_Task objective_: The answer must be every line below that contains the string "wooden".

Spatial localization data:
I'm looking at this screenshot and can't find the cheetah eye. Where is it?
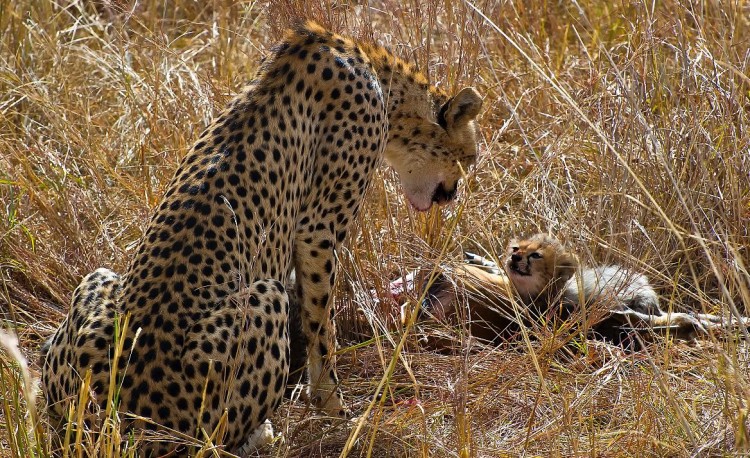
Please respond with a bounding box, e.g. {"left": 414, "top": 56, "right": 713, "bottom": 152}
{"left": 511, "top": 246, "right": 519, "bottom": 252}
{"left": 528, "top": 252, "right": 542, "bottom": 259}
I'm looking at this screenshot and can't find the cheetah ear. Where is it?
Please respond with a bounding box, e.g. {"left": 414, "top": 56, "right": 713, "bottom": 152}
{"left": 438, "top": 87, "right": 482, "bottom": 130}
{"left": 556, "top": 261, "right": 577, "bottom": 277}
{"left": 555, "top": 257, "right": 579, "bottom": 283}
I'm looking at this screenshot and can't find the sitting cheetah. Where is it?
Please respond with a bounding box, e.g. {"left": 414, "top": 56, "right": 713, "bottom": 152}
{"left": 40, "top": 21, "right": 482, "bottom": 455}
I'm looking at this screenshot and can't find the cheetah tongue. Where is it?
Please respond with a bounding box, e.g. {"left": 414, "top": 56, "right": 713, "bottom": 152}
{"left": 405, "top": 193, "right": 433, "bottom": 212}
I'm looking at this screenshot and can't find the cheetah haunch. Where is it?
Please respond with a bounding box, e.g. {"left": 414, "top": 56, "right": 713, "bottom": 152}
{"left": 41, "top": 21, "right": 482, "bottom": 455}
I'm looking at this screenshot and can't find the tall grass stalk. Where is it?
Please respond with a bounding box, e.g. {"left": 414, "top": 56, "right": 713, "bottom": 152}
{"left": 0, "top": 330, "right": 48, "bottom": 458}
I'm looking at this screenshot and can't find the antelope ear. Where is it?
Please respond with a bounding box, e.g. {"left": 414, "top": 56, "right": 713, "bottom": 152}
{"left": 437, "top": 87, "right": 483, "bottom": 130}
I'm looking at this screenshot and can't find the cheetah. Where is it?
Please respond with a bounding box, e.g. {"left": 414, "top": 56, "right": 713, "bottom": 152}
{"left": 40, "top": 21, "right": 482, "bottom": 455}
{"left": 418, "top": 234, "right": 746, "bottom": 346}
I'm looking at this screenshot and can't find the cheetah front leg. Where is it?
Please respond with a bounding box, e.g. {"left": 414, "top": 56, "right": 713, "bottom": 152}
{"left": 293, "top": 231, "right": 348, "bottom": 418}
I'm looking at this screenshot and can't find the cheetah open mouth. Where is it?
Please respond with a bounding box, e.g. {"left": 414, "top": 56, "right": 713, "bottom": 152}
{"left": 431, "top": 182, "right": 457, "bottom": 206}
{"left": 403, "top": 182, "right": 456, "bottom": 212}
{"left": 507, "top": 264, "right": 532, "bottom": 276}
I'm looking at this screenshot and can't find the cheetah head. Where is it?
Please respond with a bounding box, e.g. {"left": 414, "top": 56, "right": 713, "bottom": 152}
{"left": 385, "top": 87, "right": 482, "bottom": 211}
{"left": 505, "top": 233, "right": 578, "bottom": 302}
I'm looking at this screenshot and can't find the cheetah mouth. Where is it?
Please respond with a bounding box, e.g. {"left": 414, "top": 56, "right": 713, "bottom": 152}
{"left": 507, "top": 265, "right": 532, "bottom": 277}
{"left": 403, "top": 182, "right": 456, "bottom": 212}
{"left": 431, "top": 182, "right": 457, "bottom": 206}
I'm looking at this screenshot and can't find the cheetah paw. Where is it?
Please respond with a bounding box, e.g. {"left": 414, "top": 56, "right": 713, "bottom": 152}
{"left": 236, "top": 419, "right": 274, "bottom": 457}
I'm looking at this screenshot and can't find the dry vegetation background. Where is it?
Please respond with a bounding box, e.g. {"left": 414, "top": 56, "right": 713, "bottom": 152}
{"left": 1, "top": 0, "right": 750, "bottom": 456}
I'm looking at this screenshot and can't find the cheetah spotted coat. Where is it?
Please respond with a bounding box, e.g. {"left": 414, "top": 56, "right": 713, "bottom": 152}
{"left": 41, "top": 21, "right": 482, "bottom": 455}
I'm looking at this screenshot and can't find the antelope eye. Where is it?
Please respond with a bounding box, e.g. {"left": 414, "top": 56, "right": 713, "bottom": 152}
{"left": 528, "top": 252, "right": 542, "bottom": 259}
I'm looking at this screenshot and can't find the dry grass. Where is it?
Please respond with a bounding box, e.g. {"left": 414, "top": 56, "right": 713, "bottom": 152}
{"left": 1, "top": 0, "right": 749, "bottom": 456}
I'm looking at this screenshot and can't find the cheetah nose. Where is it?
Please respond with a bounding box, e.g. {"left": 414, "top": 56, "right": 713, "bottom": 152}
{"left": 431, "top": 183, "right": 457, "bottom": 205}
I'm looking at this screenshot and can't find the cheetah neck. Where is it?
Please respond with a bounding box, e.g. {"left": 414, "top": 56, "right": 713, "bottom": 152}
{"left": 359, "top": 44, "right": 447, "bottom": 123}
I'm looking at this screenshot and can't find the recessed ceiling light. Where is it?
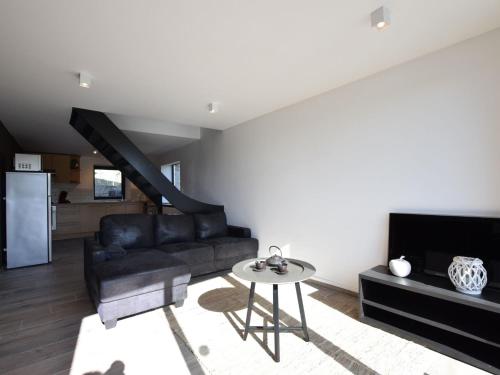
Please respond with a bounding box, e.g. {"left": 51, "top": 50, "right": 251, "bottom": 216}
{"left": 208, "top": 102, "right": 218, "bottom": 114}
{"left": 79, "top": 72, "right": 92, "bottom": 88}
{"left": 371, "top": 6, "right": 390, "bottom": 30}
{"left": 93, "top": 150, "right": 98, "bottom": 154}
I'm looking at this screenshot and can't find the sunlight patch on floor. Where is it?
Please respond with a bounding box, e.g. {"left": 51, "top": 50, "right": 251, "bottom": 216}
{"left": 175, "top": 274, "right": 487, "bottom": 375}
{"left": 68, "top": 274, "right": 488, "bottom": 375}
{"left": 70, "top": 310, "right": 194, "bottom": 375}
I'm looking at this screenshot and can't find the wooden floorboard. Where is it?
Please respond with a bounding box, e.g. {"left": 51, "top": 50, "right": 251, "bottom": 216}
{"left": 0, "top": 238, "right": 360, "bottom": 375}
{"left": 0, "top": 239, "right": 93, "bottom": 375}
{"left": 4, "top": 352, "right": 75, "bottom": 375}
{"left": 0, "top": 336, "right": 78, "bottom": 373}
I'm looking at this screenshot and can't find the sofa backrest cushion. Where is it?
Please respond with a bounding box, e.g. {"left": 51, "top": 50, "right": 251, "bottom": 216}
{"left": 155, "top": 214, "right": 195, "bottom": 245}
{"left": 100, "top": 214, "right": 155, "bottom": 249}
{"left": 193, "top": 211, "right": 228, "bottom": 239}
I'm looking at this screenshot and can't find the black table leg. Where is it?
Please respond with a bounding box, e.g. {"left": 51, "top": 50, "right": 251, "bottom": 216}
{"left": 243, "top": 282, "right": 256, "bottom": 340}
{"left": 242, "top": 281, "right": 308, "bottom": 362}
{"left": 273, "top": 283, "right": 280, "bottom": 362}
{"left": 295, "top": 282, "right": 309, "bottom": 341}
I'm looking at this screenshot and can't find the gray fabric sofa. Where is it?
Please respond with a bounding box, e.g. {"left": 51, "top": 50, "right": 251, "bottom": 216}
{"left": 84, "top": 212, "right": 258, "bottom": 328}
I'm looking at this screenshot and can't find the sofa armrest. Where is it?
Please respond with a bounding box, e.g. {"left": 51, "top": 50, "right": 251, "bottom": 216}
{"left": 227, "top": 225, "right": 251, "bottom": 238}
{"left": 84, "top": 237, "right": 107, "bottom": 267}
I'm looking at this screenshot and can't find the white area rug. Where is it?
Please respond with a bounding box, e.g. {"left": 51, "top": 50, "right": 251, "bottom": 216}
{"left": 70, "top": 274, "right": 489, "bottom": 375}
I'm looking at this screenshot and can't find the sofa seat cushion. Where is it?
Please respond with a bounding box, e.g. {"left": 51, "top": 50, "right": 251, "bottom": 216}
{"left": 93, "top": 250, "right": 190, "bottom": 303}
{"left": 100, "top": 214, "right": 155, "bottom": 249}
{"left": 200, "top": 237, "right": 258, "bottom": 270}
{"left": 156, "top": 215, "right": 195, "bottom": 245}
{"left": 158, "top": 242, "right": 214, "bottom": 266}
{"left": 102, "top": 244, "right": 128, "bottom": 260}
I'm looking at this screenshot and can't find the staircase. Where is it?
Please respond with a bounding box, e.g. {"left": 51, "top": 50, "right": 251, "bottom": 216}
{"left": 70, "top": 108, "right": 223, "bottom": 214}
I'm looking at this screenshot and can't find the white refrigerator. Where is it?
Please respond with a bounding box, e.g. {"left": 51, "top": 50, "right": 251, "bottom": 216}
{"left": 5, "top": 172, "right": 53, "bottom": 268}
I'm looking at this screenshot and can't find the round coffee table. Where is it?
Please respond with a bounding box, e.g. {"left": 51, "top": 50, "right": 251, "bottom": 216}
{"left": 232, "top": 258, "right": 316, "bottom": 362}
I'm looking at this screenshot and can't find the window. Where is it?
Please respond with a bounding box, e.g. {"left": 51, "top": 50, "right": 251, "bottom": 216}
{"left": 161, "top": 162, "right": 181, "bottom": 205}
{"left": 93, "top": 166, "right": 125, "bottom": 200}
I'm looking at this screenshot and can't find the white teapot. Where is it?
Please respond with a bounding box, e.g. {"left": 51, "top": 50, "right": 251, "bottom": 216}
{"left": 389, "top": 256, "right": 411, "bottom": 277}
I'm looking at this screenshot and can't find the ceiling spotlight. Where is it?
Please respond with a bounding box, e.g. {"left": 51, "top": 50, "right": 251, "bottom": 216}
{"left": 92, "top": 150, "right": 98, "bottom": 154}
{"left": 79, "top": 72, "right": 92, "bottom": 88}
{"left": 371, "top": 6, "right": 391, "bottom": 30}
{"left": 208, "top": 102, "right": 218, "bottom": 114}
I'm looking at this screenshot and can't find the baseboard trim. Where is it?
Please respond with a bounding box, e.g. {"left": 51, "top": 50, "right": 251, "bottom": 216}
{"left": 308, "top": 276, "right": 358, "bottom": 297}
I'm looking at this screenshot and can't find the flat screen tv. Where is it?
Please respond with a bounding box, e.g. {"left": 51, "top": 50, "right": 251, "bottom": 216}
{"left": 388, "top": 213, "right": 500, "bottom": 289}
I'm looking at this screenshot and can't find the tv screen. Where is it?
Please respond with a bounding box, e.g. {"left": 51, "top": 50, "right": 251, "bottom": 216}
{"left": 388, "top": 213, "right": 500, "bottom": 288}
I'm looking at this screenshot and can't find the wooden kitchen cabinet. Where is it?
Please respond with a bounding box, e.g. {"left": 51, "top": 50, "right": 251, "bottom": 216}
{"left": 106, "top": 204, "right": 126, "bottom": 216}
{"left": 69, "top": 156, "right": 80, "bottom": 183}
{"left": 55, "top": 205, "right": 81, "bottom": 235}
{"left": 80, "top": 205, "right": 107, "bottom": 233}
{"left": 52, "top": 154, "right": 71, "bottom": 183}
{"left": 42, "top": 153, "right": 80, "bottom": 183}
{"left": 53, "top": 202, "right": 145, "bottom": 240}
{"left": 42, "top": 154, "right": 54, "bottom": 172}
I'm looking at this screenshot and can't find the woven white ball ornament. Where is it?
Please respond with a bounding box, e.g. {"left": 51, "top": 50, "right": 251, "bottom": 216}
{"left": 448, "top": 256, "right": 487, "bottom": 295}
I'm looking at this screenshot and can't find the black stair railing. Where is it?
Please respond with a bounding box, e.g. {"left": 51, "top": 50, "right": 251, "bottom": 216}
{"left": 70, "top": 108, "right": 223, "bottom": 214}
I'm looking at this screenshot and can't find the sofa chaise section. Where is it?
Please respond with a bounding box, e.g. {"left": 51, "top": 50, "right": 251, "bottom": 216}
{"left": 84, "top": 212, "right": 258, "bottom": 328}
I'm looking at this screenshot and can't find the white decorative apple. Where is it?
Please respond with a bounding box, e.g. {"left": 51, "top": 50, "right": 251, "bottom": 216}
{"left": 389, "top": 256, "right": 411, "bottom": 277}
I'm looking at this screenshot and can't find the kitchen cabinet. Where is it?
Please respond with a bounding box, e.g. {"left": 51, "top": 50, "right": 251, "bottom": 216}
{"left": 41, "top": 154, "right": 54, "bottom": 172}
{"left": 80, "top": 205, "right": 107, "bottom": 233}
{"left": 53, "top": 201, "right": 145, "bottom": 240}
{"left": 42, "top": 153, "right": 80, "bottom": 184}
{"left": 55, "top": 204, "right": 81, "bottom": 235}
{"left": 52, "top": 155, "right": 71, "bottom": 183}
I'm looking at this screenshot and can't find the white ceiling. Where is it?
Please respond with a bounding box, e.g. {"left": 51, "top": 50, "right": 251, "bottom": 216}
{"left": 123, "top": 130, "right": 196, "bottom": 158}
{"left": 1, "top": 0, "right": 500, "bottom": 155}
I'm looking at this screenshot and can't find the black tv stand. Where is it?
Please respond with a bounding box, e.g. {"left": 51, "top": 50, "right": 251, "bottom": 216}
{"left": 359, "top": 266, "right": 500, "bottom": 374}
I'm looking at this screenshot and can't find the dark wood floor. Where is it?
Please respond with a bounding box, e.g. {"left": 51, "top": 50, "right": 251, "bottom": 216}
{"left": 0, "top": 239, "right": 94, "bottom": 375}
{"left": 0, "top": 239, "right": 359, "bottom": 375}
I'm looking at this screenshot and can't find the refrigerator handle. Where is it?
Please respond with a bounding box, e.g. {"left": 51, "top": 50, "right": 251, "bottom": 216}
{"left": 47, "top": 173, "right": 52, "bottom": 262}
{"left": 47, "top": 198, "right": 53, "bottom": 263}
{"left": 51, "top": 206, "right": 57, "bottom": 230}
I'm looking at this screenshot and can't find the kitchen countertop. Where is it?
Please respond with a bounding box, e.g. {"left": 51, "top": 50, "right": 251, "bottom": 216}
{"left": 54, "top": 201, "right": 146, "bottom": 206}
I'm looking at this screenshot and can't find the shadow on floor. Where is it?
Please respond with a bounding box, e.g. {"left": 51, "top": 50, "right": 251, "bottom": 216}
{"left": 198, "top": 275, "right": 379, "bottom": 375}
{"left": 163, "top": 306, "right": 207, "bottom": 375}
{"left": 197, "top": 286, "right": 276, "bottom": 358}
{"left": 83, "top": 360, "right": 125, "bottom": 375}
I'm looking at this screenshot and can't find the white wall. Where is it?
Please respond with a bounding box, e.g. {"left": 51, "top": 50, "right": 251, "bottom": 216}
{"left": 158, "top": 29, "right": 500, "bottom": 292}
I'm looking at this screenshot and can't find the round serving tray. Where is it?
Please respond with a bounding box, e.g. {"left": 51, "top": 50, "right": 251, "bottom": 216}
{"left": 232, "top": 258, "right": 316, "bottom": 285}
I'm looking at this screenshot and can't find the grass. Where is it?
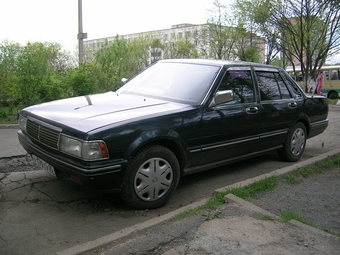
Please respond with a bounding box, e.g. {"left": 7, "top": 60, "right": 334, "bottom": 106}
{"left": 280, "top": 210, "right": 340, "bottom": 238}
{"left": 328, "top": 98, "right": 339, "bottom": 105}
{"left": 171, "top": 154, "right": 340, "bottom": 236}
{"left": 280, "top": 210, "right": 315, "bottom": 226}
{"left": 172, "top": 176, "right": 279, "bottom": 221}
{"left": 282, "top": 154, "right": 340, "bottom": 185}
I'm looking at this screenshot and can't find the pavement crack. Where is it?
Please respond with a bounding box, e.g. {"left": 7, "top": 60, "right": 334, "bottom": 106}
{"left": 32, "top": 185, "right": 55, "bottom": 201}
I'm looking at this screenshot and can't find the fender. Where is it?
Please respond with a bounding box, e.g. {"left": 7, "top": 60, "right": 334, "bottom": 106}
{"left": 123, "top": 129, "right": 185, "bottom": 159}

_Final answer_:
I'm looking at this screenshot and can't find the wooden floorboard. Where is it?
I'm looking at this screenshot and can't find the wooden kitchen cabinet. Where is it?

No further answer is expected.